Penn Humanities Forum on Sleep and Dreams

Topic Director: Hans P.A. Van Dongen
Research Associate Professor of Sleep and Chronobiology, University of Pennsylvania School of Medicine

Despite the large amount of time we spend asleep, surprisingly little is actually known about sleeping and dreaming. Much has been imagined, however. Over history, sleep has been conceived as the space of the soul, as a state of absence akin to death, as a virtual or alternate reality, and more recently, as a form of (sub)consciousness in which memories are built and erased. The significance attributed to dreams has varied widely as well. The Ancient Greeks had surprise dream encounters with their gods. Native Americans turned to their dreams for guidance in life. Shamans dreamed in order to gather information from the spirits.

Sleep and dreams have defined eras, cultures, and individuals. Sigmund Freud’s interpretation of dreams revolutionized twentieth-century thought. Historical archives record famous short sleepers and notable insomniacs—some accounts reliable, some not. When Benjamin Franklin counseled, “Early to bed, early to rise, makes a man healthy, wealthy, and wise,” he was using sleep habits to symbolize his pragmatism.

Important public policy issues have arisen in our modern 24-hour society, where it is crucial to weigh the value of sleep versus wakefulness. Scientific knowledge about sleep is currently insufficient to resolve the political and academic debates raging about how much and when people should sleep. These issues affect almost everybody, from the shift worker to the international traveler, from the physician to the policy maker, from the anthropologist to the student preparing for an exam.

In the 2004–2005 Penn Humanities Forum on “Sleep and Dreams,” we concern ourselves with representations of sleep, metaphors used to describe sleep, and sleep as a metaphor in itself. How do we study dreams, visions, and nightmares in art or in life, and the approaches taken to their interpretation? How does dreaming affect the dreamer, and the resulting emotions, behaviors, and actions taken or foregone in response to dreams?

In this Forum on Sleep and Dreams, we explore how the diversity of academic disciplines can help answer important questions about sleep and dreaming—questions that may touch the basis of human intellect. The Forum is fortunate in having an expert on the psychophysiology of sleep and dreaming, Hans Van Dongen, as the Topic Director for 2004–2005. His knowledge of advances in biomedical sleep research (which is vibrant at Penn) will complement the Mellon Fellows’ cultural and historical perspectives on the subject arising from books, paintings, sculptures, movies, music, and other forms of culture.

According to Professor Van Dongen, the functions of sleep and dreams are still largely unclear to scientists. Whereas artists and humanists have long been concerned with sleep and dream states, the sciences mostly ignored it until the discovery was made that there is brain activity during sleep. It has now been documented that sleep is a necessity for health, for well-being, for the ability to think clearly—that is, for the overall quality of wakefulness. While much is known about the neurobiological underpinnings of sleep and dreams, however, the reasons behind these processes are still a mystery, and the question “what are sleeping and dreaming for?” awaits definitive answers. Under the circumstances, humanists have much to offer, not only to each other but to science as well, for the understanding of this fundamental aspect of life.

(Extracted listing)
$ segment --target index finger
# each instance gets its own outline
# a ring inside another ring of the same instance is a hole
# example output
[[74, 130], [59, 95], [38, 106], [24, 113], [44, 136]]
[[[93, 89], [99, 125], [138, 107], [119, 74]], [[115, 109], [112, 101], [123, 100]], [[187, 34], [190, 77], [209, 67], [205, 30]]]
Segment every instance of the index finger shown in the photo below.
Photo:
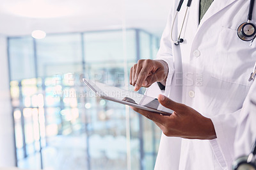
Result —
[[134, 91], [138, 91], [140, 88], [141, 88], [143, 83], [145, 82], [147, 77], [148, 77], [150, 71], [150, 69], [147, 66], [144, 67], [141, 69], [138, 76], [138, 79], [135, 84]]

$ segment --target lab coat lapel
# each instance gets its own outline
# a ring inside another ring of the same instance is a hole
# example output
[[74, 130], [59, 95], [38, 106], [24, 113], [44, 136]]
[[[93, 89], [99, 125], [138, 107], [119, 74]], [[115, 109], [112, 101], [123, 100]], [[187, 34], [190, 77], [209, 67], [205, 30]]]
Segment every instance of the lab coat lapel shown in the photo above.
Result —
[[212, 16], [237, 0], [214, 0], [201, 20], [198, 31]]

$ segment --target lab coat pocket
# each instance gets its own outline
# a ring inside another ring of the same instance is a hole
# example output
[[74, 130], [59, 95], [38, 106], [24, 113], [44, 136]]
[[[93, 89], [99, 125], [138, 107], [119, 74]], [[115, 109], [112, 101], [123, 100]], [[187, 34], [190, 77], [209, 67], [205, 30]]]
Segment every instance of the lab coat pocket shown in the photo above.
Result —
[[250, 86], [248, 81], [256, 61], [255, 42], [244, 42], [236, 30], [223, 27], [212, 58], [211, 75], [223, 81]]

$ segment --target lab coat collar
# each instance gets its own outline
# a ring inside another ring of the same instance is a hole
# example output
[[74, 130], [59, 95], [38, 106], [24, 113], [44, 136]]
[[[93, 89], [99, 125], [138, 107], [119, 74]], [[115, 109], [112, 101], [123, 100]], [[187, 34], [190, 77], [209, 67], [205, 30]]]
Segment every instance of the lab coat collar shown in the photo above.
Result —
[[202, 19], [198, 31], [207, 20], [236, 1], [237, 0], [214, 0]]

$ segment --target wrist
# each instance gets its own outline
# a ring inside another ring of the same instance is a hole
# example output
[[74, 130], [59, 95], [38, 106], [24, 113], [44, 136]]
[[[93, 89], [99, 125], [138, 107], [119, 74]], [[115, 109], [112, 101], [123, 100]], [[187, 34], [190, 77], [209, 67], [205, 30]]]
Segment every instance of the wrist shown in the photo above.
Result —
[[212, 120], [210, 118], [204, 117], [202, 123], [205, 127], [204, 129], [204, 134], [205, 137], [205, 139], [214, 139], [216, 138], [217, 135]]
[[161, 81], [159, 81], [161, 84], [164, 85], [164, 86], [166, 86], [166, 79], [167, 79], [167, 75], [169, 71], [169, 67], [166, 61], [164, 61], [163, 59], [155, 59], [155, 61], [157, 61], [161, 63], [161, 65], [163, 66], [163, 69], [164, 70], [164, 78]]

Problem description - Please summarize the Sleep and Dreams forum description in two sentences.

Answer space - The 2004–2005 Penn Humanities Forum on "Sleep and Dreams," directed by sleep researcher Hans Van Dongen, examines representations and metaphors of sleep and how dreams are studied and interpreted, noting that little is actually known about sleeping and dreaming even though they have defined eras, cultures, and individuals. Because the functions of sleep and dreams remain largely unclear to scientists, the forum pairs biomedical sleep research with the Mellon Fellows' cultural and historical perspectives, holding that humanists have much to offer science on this fundamental aspect of life.